§ Texto de la página:
Si bien Kiss es, desde hace más de cuatro décadas, una de las bandas de rock más exitosas del mundo, no es algo que se le pueda explicar del todo a alguien que no le apasione lo que hacen. La descripción de la parte visual, quizás la más famosa y que recorrió el mundo hasta volverse icónica, es un tanto extravagante: unos tipos disfrazados, con caras maquilladas en blanco y negro, y con una pose inclinada hacia delante, sacando la lengua, y estampando una actitud de rock and roll, y de seguridad. Sin ese aplomo y sin el convencimiento férreo en esa teatralidad elegida – inspirada en los New York Dolls y en Alice Cooper–, hubiera sido muy difícil sortear el ridículo. Pero más allá de las apariencias, quizá la razón principal que mantuvo a Kiss girando y grabando, fueron las canciones que permearon a públicos diversos y atravesaron décadas. La performance circense fue simplemente el complemento que ellos entendieron como el adecuado para ofrecer un concepto vendible.
Cuestión de peso. En una entrevista reciente con un medio peruano, Paul Stanley, cantante y líder de la banda junto al bajista Gene Simmons, contó la verdad de por qué Kiss se retira. Y no es el aburrimiento ni la sensación, tan comprensible, de que se terminó un ciclo. Se trata de algo muchísimo más coherente y vinculado con la estética de sus shows: los trajes les empiezan a pesar. Y no psicológicamente; físicamente. “Se trata de ser un atleta, de jugar y aparentar que lo hacés sin esfuerzo. Eso es genial y la pasamos muy bien haciéndolo, pero somos conscientes de que llevamos entre 18 y 22 kilos de equipo encima: guitarras, botas, y todo lo demás. Es muy exigente y sabemos que no podemos hacerlo por siempre. Queremos parar mientras hacemos el mejor show que podemos. Y este es sin duda el mejor que hemos hecho”.
Amor recíproco. En el marco del Masters of Rock, Kiss se despidió para siempre de Argentina, un país que los vio actuar 12 veces en todos estos años. Con su voz impostada hasta la exageración, Stanley le recordó a la audiencia que esta era la última vez. Kiss está cerrando con esta gira su adiós de los escenarios.

§ Listado proporcionado:
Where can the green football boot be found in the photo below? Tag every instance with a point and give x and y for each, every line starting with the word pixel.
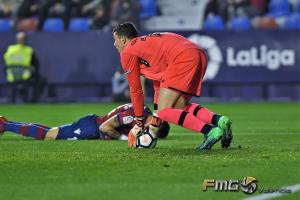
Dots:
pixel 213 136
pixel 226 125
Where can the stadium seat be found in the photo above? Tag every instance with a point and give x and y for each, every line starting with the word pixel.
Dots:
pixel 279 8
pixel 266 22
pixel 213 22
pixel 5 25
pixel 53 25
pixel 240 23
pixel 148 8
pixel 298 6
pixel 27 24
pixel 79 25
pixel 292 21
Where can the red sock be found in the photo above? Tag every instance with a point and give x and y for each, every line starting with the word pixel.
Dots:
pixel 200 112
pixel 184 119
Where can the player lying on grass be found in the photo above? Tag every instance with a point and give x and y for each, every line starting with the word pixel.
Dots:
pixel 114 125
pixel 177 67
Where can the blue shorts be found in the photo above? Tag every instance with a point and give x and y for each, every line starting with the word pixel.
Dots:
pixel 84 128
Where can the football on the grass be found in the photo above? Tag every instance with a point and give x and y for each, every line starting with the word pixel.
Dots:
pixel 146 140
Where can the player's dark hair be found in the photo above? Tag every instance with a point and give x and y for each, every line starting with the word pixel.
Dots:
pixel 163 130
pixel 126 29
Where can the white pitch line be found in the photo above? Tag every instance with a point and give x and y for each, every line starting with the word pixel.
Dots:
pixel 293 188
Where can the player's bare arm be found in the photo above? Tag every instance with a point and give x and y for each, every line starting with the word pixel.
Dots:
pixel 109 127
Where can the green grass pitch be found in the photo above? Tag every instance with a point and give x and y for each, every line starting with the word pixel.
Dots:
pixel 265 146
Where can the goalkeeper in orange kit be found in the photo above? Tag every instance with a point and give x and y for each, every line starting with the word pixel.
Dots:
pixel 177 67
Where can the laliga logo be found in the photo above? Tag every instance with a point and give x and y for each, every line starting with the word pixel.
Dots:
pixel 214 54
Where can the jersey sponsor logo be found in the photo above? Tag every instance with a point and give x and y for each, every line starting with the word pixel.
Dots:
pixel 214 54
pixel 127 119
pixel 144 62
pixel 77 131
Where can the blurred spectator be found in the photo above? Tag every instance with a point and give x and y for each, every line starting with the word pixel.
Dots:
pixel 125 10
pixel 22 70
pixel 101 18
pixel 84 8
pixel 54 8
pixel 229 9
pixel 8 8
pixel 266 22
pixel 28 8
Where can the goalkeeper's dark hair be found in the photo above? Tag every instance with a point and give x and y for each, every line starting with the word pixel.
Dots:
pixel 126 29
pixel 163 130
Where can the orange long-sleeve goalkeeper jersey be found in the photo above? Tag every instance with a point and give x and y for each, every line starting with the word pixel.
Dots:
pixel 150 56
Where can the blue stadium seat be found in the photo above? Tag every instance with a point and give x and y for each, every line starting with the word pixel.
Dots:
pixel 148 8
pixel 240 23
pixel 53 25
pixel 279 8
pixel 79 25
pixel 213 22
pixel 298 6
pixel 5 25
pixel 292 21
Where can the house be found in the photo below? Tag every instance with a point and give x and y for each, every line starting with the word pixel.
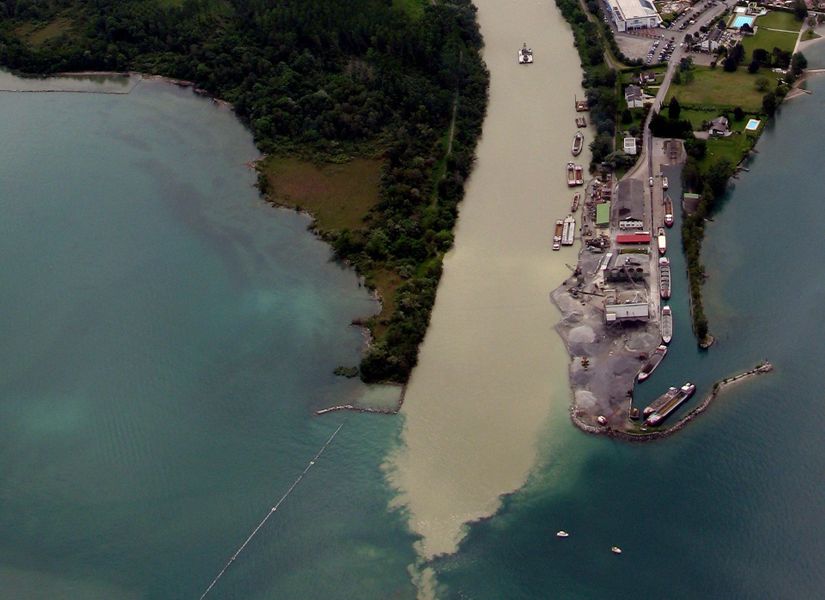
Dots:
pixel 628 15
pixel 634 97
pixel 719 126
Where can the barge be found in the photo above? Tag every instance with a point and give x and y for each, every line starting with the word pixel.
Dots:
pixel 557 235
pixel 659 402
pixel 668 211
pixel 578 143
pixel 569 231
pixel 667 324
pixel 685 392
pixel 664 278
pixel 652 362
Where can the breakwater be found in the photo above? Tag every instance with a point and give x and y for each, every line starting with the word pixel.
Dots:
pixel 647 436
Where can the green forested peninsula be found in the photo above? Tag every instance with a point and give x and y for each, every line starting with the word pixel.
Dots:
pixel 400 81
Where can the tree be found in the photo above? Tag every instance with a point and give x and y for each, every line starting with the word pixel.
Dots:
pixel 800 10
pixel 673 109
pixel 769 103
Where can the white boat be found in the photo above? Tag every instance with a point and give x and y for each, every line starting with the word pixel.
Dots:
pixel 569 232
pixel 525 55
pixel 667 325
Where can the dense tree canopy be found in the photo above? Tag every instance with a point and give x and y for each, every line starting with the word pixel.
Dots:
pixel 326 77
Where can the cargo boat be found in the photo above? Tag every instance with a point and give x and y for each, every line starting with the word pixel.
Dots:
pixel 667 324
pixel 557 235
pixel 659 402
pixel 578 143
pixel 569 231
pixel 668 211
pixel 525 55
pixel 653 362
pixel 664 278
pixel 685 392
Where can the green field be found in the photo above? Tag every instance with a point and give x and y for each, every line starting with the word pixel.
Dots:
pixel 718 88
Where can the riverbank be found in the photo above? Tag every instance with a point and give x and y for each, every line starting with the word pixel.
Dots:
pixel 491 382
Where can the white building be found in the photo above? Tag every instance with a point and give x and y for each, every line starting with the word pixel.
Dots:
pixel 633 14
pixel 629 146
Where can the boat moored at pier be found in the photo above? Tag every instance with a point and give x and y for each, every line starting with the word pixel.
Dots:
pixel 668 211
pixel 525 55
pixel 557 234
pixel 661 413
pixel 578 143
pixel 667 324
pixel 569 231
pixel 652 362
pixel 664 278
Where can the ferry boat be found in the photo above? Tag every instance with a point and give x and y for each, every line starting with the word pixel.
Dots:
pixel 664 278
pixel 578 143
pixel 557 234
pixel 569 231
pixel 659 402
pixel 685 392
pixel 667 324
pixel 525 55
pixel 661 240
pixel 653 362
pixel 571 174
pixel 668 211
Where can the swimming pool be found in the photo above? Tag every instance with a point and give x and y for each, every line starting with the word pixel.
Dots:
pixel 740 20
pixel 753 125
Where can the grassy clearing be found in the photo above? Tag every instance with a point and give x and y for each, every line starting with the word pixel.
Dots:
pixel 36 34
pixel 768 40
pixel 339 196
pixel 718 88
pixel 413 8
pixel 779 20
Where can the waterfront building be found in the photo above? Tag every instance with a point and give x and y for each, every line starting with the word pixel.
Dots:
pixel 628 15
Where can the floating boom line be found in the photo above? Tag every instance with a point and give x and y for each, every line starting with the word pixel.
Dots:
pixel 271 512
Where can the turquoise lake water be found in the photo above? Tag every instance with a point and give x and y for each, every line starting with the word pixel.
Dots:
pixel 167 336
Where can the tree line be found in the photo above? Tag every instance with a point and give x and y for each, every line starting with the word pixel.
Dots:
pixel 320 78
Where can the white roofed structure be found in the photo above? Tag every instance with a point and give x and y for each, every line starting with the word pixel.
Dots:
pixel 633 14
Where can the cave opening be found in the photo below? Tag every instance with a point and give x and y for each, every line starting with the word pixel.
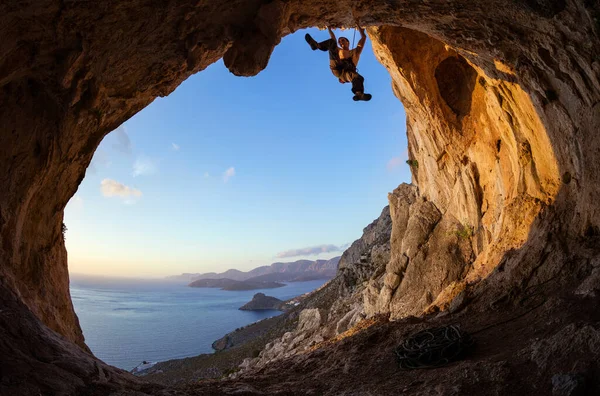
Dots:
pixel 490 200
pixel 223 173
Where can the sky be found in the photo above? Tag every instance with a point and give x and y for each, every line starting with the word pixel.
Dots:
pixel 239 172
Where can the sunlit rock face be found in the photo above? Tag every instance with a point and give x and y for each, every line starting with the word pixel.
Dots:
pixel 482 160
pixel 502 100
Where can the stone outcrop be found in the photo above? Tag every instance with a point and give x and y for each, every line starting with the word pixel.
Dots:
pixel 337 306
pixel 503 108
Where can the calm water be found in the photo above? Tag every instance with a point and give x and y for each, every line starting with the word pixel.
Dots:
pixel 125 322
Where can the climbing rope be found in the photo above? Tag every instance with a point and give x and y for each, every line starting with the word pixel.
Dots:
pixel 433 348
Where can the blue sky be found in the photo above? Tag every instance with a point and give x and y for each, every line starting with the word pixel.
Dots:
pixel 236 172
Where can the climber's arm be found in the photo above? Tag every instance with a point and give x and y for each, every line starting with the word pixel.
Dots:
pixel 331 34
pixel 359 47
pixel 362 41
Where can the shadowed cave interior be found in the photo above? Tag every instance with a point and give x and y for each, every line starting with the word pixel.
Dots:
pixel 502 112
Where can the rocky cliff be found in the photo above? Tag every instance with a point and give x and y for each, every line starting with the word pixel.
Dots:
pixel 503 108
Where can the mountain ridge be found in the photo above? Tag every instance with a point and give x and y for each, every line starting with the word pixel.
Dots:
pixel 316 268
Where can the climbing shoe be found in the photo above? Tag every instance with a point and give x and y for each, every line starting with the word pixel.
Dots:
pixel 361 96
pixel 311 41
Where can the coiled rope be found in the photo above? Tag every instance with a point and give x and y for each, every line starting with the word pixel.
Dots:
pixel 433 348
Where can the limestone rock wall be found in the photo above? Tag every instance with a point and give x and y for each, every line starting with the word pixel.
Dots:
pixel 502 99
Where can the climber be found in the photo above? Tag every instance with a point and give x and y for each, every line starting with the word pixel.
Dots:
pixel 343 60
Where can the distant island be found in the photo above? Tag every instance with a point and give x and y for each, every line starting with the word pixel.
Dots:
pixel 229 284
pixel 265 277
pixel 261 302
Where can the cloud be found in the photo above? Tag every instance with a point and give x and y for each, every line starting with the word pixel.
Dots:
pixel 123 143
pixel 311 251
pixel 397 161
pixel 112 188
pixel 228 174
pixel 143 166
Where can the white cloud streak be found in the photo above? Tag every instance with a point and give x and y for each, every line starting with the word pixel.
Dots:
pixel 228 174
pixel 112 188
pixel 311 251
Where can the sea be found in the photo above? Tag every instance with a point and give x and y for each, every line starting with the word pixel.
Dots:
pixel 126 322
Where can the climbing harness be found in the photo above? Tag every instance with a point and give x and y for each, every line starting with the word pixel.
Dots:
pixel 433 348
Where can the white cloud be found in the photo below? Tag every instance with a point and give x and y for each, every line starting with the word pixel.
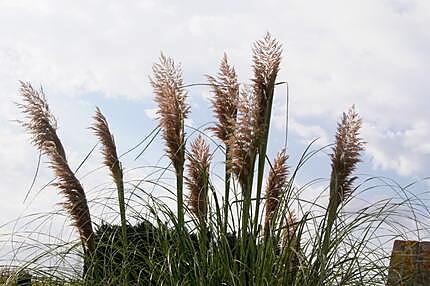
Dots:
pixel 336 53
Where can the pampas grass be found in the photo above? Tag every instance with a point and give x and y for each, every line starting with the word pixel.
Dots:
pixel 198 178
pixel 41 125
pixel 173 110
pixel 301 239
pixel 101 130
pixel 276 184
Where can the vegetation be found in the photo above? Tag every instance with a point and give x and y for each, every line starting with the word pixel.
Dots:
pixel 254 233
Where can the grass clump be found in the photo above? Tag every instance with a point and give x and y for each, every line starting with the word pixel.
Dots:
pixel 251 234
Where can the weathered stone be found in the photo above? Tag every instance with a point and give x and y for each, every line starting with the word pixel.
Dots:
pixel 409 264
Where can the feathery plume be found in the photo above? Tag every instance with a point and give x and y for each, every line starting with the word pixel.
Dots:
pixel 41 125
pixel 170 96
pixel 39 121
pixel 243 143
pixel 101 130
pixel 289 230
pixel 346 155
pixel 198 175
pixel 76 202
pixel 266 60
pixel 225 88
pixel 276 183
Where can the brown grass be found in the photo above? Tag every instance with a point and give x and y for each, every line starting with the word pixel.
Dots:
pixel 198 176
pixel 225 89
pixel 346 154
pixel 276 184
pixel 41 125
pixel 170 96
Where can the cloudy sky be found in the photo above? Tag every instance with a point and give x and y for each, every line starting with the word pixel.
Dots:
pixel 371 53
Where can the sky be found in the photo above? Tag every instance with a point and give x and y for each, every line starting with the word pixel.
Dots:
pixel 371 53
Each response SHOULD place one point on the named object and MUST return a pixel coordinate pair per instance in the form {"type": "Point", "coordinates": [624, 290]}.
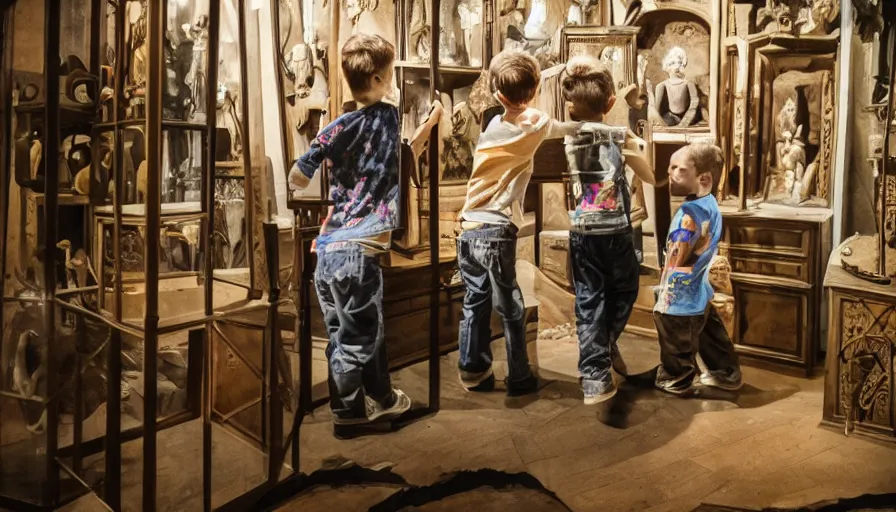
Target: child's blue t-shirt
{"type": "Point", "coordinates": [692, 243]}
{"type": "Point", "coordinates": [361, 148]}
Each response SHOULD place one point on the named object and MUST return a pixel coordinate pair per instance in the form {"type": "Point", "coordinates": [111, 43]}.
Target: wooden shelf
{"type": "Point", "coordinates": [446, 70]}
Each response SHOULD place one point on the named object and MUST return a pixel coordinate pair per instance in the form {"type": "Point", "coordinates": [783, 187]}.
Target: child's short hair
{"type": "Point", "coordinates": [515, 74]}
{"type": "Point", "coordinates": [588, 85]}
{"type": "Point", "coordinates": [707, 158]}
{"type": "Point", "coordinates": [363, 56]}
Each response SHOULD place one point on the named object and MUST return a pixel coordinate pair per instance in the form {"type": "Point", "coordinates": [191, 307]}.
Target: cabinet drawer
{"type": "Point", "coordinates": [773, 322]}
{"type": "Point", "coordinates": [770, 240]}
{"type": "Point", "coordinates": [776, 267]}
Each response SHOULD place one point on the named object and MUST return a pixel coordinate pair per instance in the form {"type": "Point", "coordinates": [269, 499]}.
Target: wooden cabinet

§ Acción requerida 1:
¿Puedes reescribir la parte del texto sobre Kiss que empieza con las palabras "Amor recíproco. En" y termina con "de los escenarios.", sustituyendo "audiencia" por "multitud"?
§ Acción requerida 2:
¿Cómo sigue el texto sobre Kiss? Escribe la continuación a partir de su última oración.

§ Resultado del ejercicio 1:
Amor recíproco. En el marco del Masters of Rock, Kiss se despidió para siempre de Argentina, un país que los vio actuar 12 veces en todos estos años. Con su voz impostada hasta la exageración, Stanley le recordó a la multitud que esta era la última vez. Kiss está cerrando con esta gira su adiós de los escenarios.

§ Resultado del ejercicio 2:
Los intervalos entre canción y canción de Kiss, no son lugares para la emotividad, sino transiciones para lo que viene, que siempre es en ascenso. Luego de recordarle a la gente que estaban en su presentación final, podría haber venido un mensaje de amor, una exteriorización sentimental de alguna índole pero lo que se dio en el escenario del Parque de la Ciudad no fue el caso. “Si ustedes gritan mi nombre, voy allá con ustedes”, dijo Paul, ante un público que, en su mayoría, ya sabía lo que iba a hacer. Y en la estructura montada, lo esperaba un arnés que lo conduciría al mangrullo, lugar donde entonaría, de frente a su banda, el hit I was made for loving you. En el escenario principal, bajó una bola de disco, mientras las visuales y la pirotecnia completaban la escena. Stanley bailó la canción con la energía controlada, ahorrando movimientos, exagerando cada uno de esos pasos que pesaban kilos y mostrando a su público la exigente dificultad de ese número, que hace décadas era un pequeño esfuerzo y ahora casi una ofrenda, un enorme riesgo que se asume para acometer, con excelencia, despliegue escénico.
Apoteosis. Kiss es todo espectáculo. Stanley, al final del recital, se despidió con un eufórico y sincero: “¡Los amamos!”. Y lo que había cobrado un tono elegíaco alejado del espíritu del rock and roll, decantó en el único acto que faltaba para completar un show que respetó cada pesado kilo de esencia. Como última ofrenda, Stanley hizo lo que debía hacer o lo que se esperaba de él: rompió su guitarra.